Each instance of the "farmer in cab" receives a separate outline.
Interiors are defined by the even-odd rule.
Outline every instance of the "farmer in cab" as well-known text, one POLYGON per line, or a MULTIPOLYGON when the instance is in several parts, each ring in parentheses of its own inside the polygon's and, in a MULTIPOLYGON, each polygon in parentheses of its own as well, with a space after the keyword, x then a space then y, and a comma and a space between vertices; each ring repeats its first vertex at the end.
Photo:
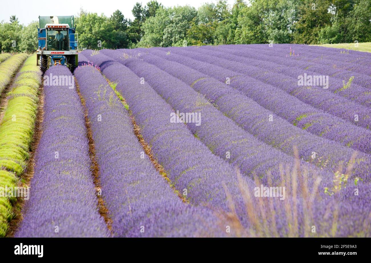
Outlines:
POLYGON ((56 46, 56 48, 58 50, 63 50, 63 40, 65 40, 65 36, 62 34, 60 31, 57 31, 57 33, 55 35, 55 45, 56 46))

STATED GOAL
Copy out every line above that contains the word "defined", in full.

EXERCISE RESULT
Interiors are defined by the even-odd rule.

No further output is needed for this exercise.